**GIVEN PROBLEM**
Copy out the lines below, starting at the line that contains "describing the dark" and ending at the line that contains "374 156 480 251", with both of those lines included.

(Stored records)
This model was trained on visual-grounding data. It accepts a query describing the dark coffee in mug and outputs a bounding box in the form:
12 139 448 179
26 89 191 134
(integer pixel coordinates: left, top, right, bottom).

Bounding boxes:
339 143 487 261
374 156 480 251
* * *
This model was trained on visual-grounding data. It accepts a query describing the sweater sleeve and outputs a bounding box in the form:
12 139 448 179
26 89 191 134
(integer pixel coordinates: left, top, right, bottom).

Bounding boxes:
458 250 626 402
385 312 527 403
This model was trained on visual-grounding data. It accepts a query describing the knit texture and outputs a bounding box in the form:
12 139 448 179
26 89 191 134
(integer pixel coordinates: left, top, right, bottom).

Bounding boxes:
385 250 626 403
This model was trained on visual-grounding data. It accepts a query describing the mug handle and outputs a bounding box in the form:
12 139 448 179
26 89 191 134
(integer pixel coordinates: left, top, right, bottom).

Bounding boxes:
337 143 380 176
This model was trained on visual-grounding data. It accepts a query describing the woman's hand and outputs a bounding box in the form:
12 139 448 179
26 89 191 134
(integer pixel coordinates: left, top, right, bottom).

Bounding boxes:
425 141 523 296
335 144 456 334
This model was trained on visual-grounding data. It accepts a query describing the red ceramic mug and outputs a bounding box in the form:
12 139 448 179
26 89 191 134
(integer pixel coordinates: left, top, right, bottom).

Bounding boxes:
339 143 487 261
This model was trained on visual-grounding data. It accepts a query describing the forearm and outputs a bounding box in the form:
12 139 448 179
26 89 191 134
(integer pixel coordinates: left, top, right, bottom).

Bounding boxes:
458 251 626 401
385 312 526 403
---
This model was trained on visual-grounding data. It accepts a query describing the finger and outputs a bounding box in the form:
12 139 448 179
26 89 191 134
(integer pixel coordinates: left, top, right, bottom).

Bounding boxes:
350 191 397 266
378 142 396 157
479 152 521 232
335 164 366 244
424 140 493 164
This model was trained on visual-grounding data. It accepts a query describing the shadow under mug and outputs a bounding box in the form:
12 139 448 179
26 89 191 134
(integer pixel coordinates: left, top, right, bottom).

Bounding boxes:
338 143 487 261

**THE OUTPUT**
This model was trained on visual-grounding data. It accepts a query describing the dark coffee in mug and outputs a bounding box in the form:
12 139 448 179
26 89 191 134
(integer pixel coordinates: left, top, right, bottom).

Bounding boxes:
339 143 487 261
374 156 480 251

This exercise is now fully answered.